* start Stored rows *

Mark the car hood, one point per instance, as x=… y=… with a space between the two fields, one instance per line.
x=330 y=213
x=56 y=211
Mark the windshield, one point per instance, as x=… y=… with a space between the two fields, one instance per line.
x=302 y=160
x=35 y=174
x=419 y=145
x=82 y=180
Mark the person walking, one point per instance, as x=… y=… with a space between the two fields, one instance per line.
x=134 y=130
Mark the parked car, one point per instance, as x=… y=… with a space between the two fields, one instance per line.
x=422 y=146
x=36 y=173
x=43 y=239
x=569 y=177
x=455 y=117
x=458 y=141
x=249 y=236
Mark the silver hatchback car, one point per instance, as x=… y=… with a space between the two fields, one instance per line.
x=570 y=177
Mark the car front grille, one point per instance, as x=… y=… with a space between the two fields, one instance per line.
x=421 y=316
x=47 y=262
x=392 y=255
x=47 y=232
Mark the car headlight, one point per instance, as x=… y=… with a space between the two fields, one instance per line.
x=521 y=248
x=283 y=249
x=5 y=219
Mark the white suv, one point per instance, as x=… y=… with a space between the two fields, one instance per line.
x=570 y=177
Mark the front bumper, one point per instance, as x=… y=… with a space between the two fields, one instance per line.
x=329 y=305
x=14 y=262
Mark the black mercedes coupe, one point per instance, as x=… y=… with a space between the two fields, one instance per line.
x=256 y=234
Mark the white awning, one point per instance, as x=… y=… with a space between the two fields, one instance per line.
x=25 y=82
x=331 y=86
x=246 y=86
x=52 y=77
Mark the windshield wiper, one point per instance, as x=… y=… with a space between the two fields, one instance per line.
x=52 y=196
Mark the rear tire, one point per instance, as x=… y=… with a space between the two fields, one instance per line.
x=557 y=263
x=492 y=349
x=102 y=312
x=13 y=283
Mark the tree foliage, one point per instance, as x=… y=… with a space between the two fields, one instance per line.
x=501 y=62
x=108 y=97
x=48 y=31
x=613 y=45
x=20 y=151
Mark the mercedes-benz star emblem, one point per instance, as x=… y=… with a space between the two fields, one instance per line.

* end Stored rows *
* start Stored rows *

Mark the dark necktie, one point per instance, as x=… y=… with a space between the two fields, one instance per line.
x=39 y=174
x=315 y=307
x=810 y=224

* end Stored rows *

*Instructions for the task*
Please copy out, without any change, the section of the entries that opens with the line containing "Mark the car hood, one" and closes with the line containing "x=249 y=236", including both of those lines.

*Task output*
Mark the car hood, one point per instance, as x=… y=… with a space between the two fields, one instance per line.
x=330 y=213
x=56 y=211
Mark the windshield, one point per instance, as x=… y=… with a space between the two fields, one instance per line.
x=302 y=160
x=35 y=174
x=419 y=145
x=82 y=180
Mark the person walking, one point per instance, as x=… y=… with a space between the two fields, one instance per line.
x=134 y=130
Mark the parked car, one point per instance, as x=… y=… with a space between the two fields, one instance per line.
x=422 y=146
x=36 y=173
x=43 y=239
x=569 y=177
x=455 y=117
x=458 y=141
x=249 y=236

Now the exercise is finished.